EJERCICIO PROPUESTO 1 -
Según el fragmento sobre ciencia e innovación, el objeto de estudio puede formar parte de ciertas cosas propias de quien busca respuestas. Enuméralas todas.
EJERCICIO PROPUESTO 2 -
Responde a estas preguntas con datos del fragmento sobre ciencia e innovación.
(a) ¿Cuántas vertientes suele tener, como mínimo, la respuesta al interrogante planteado?
(b) ¿A qué tipo de ciencia circunscriben el hecho científico quienes representan una de esas vertientes?
(c) ¿Para qué ciencias vale especialmente ese razonamiento, según el ejemplo que se da?
EJERCICIO PROPUESTO 3 -
Traduce al inglés esta oración del fragmento sobre ciencia e innovación: "La respuesta a este interrogante suele tener al menos 2 vertientes."

FRAGMENTO DE PÁGINA -
==========

¿Puede haber ciencia e innovación tecnológica sin un desarrollo industrial autónomo?
La respuesta a este interrogante suele tener al menos 2 vertientes.
Una de esas vertientes es la que representa a quienes circunscriben el hecho científico a la investigación en ciencia básica y no en ciencia aplicada.
Para quienes razonan de esta manera, o la priorizan, el objeto de estudio es esencialmente vocacional, o forma parte de las inquietudes, ansiedades y expectativas de quien se empeña en la búsqueda de respuestas en el inmenso magma de lo desconocido.
Y vale especialmente para las ciencias sociales, por ejemplo, donde la reflexión tiene sentido y se justifica en el objeto de la investigación, pero rara vez en la solución de cuestiones de la realidad efectiva.
Sin desconocer naturalmente al universo de cientistas sociales que han buceado en las problemáticas sociopolíticas para encontrar respuestas y tal vez políticas públicas de impacto reparador.

==========

EXTRACTO DE DATOS -
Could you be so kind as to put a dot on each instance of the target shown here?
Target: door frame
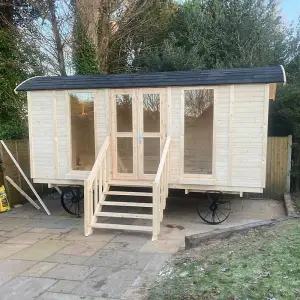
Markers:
(137, 131)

==========

RESPUESTA ESCRITA 1 -
Las inquietudes, las ansiedades y las expectativas.

RESPUESTA ESCRITA 2 -
(a) Al menos dos vertientes.
(b) A la investigación en ciencia básica, no en ciencia aplicada.
(c) Para las ciencias sociales.

RESPUESTA ESCRITA 3 -
The answer to this question usually has at least 2 aspects.